→ Problem to work on: Look through the records below for the line with "Now the man's" and the line with "target: box handle", then return those lines and all lines between, exactly.

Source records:
--- --- ---

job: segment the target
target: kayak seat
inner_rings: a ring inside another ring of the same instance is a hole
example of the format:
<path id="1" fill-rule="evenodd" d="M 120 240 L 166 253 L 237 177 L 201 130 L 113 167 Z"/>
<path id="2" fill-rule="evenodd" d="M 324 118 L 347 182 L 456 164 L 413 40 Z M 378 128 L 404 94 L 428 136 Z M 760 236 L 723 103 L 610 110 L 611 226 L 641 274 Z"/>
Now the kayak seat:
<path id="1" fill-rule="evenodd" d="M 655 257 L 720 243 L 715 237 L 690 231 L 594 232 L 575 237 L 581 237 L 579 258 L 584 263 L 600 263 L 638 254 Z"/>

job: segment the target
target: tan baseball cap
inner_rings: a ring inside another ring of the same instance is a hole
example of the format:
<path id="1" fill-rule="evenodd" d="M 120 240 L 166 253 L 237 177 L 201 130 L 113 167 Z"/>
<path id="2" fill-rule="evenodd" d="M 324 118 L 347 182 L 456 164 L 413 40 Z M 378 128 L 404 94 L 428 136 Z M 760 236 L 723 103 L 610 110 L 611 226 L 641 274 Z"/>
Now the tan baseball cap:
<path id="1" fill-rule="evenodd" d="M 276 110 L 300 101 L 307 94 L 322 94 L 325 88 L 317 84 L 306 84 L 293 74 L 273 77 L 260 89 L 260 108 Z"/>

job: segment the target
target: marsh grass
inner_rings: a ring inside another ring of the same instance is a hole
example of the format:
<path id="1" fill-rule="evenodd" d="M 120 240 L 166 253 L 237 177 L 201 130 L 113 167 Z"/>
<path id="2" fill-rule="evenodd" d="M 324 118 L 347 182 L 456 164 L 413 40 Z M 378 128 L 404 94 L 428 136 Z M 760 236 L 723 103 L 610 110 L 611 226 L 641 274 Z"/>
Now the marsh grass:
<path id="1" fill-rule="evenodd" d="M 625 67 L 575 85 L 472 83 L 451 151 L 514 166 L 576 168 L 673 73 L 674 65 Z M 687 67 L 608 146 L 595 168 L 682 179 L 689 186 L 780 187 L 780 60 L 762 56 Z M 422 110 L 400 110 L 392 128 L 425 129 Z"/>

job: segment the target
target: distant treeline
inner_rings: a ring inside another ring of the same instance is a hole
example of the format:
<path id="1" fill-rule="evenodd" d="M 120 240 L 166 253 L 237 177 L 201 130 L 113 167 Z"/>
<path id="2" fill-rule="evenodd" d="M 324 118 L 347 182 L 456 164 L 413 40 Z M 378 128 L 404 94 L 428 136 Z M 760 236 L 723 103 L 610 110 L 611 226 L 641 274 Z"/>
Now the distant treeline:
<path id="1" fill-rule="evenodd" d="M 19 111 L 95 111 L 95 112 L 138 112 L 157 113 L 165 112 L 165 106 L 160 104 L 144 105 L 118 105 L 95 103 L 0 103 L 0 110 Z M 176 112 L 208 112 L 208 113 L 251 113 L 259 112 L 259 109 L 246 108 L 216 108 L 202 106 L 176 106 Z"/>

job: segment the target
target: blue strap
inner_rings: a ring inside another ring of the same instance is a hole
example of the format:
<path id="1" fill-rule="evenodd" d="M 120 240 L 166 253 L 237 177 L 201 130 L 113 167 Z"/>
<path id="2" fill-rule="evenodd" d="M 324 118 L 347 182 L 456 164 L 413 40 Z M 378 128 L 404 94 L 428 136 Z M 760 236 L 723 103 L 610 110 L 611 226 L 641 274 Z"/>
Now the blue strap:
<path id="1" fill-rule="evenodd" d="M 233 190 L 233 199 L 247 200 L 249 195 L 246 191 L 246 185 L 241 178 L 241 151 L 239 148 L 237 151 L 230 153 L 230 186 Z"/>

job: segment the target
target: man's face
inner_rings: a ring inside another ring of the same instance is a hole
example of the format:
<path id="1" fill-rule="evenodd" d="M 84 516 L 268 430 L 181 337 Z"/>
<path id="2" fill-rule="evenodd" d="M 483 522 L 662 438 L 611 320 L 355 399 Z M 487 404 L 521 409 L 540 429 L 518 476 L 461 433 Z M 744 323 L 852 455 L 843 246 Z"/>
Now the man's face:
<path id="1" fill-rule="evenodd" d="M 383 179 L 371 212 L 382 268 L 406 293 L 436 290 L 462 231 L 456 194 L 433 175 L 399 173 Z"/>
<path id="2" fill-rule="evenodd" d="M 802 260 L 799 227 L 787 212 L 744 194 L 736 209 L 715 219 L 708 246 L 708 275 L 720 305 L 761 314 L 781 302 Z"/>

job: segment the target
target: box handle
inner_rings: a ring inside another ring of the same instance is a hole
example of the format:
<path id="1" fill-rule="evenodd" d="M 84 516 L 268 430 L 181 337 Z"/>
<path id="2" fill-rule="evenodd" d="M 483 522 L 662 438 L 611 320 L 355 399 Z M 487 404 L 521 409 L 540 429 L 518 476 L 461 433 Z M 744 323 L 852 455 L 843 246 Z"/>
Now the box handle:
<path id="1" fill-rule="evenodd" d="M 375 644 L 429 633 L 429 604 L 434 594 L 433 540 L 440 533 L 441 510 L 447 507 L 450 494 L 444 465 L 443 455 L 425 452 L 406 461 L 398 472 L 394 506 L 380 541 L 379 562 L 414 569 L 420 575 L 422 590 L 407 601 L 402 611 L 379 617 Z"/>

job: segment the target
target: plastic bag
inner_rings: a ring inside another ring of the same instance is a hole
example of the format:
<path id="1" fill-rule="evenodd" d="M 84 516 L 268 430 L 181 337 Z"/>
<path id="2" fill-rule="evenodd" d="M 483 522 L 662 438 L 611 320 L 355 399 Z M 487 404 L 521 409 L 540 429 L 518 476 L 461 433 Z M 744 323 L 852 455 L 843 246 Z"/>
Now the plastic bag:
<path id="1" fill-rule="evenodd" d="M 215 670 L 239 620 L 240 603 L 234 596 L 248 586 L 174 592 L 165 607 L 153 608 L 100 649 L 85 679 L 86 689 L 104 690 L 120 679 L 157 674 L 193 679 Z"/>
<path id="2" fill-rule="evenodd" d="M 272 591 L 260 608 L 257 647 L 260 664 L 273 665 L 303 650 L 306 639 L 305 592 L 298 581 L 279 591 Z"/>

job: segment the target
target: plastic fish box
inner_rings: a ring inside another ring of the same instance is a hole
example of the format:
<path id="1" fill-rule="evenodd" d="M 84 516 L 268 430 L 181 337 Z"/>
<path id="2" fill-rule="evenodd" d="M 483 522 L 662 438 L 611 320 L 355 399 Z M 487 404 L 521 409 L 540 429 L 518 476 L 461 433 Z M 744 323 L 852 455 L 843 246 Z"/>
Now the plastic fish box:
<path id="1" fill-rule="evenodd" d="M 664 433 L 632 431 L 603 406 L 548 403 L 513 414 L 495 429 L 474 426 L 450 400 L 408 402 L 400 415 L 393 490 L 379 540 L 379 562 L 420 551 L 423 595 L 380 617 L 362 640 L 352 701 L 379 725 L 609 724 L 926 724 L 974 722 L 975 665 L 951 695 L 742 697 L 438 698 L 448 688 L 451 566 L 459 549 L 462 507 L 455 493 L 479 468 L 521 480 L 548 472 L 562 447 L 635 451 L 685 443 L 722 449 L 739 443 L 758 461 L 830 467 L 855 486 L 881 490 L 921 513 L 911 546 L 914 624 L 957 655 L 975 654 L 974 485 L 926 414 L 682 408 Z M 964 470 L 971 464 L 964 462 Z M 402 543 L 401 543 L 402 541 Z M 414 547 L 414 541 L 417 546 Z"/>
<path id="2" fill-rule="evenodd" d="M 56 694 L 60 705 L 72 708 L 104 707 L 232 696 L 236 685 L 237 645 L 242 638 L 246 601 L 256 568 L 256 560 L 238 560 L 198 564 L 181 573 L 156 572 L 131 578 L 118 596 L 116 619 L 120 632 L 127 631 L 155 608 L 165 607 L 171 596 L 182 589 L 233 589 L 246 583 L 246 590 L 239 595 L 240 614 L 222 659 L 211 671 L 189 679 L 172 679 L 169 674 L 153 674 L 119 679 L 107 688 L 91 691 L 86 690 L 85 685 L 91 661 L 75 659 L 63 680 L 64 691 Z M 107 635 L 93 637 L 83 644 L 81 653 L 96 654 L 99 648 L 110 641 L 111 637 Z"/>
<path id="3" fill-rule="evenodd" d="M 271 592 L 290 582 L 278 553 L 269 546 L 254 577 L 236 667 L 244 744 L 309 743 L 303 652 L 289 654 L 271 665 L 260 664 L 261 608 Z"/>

--- --- ---

→ Result of this exercise:
Now the man's face:
<path id="1" fill-rule="evenodd" d="M 383 179 L 371 212 L 382 268 L 406 293 L 436 290 L 462 231 L 456 194 L 433 175 L 399 173 Z"/>
<path id="2" fill-rule="evenodd" d="M 802 260 L 799 227 L 787 212 L 744 194 L 736 209 L 715 219 L 708 246 L 708 275 L 720 305 L 761 314 L 781 302 Z"/>

job: segment the target
target: box handle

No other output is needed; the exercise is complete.